Records from a collection:

● ● ● ●

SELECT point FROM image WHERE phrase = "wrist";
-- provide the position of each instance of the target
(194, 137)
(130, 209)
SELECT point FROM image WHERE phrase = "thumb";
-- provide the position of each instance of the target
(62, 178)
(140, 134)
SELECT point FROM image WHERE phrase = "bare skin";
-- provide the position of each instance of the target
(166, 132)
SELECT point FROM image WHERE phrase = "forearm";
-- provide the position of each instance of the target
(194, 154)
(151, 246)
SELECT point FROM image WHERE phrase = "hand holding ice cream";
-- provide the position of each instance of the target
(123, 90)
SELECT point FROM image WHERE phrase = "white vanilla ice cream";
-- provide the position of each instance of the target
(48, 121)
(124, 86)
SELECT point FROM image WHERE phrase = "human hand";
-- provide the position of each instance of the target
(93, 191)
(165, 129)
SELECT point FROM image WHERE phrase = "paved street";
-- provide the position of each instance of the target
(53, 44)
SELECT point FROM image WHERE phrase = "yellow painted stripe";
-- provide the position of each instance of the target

● ● ● ●

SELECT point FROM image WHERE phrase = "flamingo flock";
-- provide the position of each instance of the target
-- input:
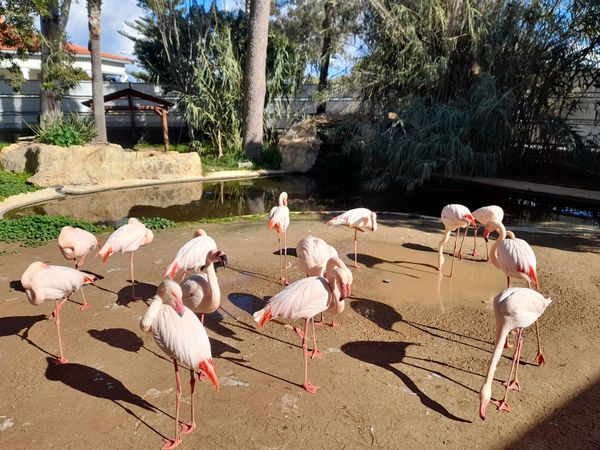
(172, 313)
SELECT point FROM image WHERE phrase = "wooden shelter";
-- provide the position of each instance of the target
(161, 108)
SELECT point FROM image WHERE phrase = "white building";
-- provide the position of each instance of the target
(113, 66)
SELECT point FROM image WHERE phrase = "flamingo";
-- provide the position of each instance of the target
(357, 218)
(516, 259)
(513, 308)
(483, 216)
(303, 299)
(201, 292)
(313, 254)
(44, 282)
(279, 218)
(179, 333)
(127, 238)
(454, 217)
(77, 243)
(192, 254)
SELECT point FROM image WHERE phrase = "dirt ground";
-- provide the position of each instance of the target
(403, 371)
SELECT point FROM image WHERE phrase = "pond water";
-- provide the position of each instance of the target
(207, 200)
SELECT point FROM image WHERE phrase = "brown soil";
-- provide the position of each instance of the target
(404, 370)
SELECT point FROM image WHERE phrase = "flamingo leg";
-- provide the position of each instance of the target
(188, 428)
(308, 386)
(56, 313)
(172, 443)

● ● ● ●

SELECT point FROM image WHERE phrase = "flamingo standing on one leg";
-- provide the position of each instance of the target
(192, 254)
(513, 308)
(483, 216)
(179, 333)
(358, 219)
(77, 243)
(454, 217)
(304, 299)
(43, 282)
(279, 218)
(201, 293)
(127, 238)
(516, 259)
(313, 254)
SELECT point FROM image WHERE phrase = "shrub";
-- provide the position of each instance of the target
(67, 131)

● ● ● ●

**Instruction:**
Show each line above that contains the string "flamingo".

**Task answer:**
SELECT point FROM image WHERE phrase = "flamingo flock";
SELECT point FROM image WHERE phrase = "flamingo";
SELECT point FROM image WHERE phrase = "flamingo leg";
SELECT point FROM image WHERE phrase = "flamingo standing on one leg";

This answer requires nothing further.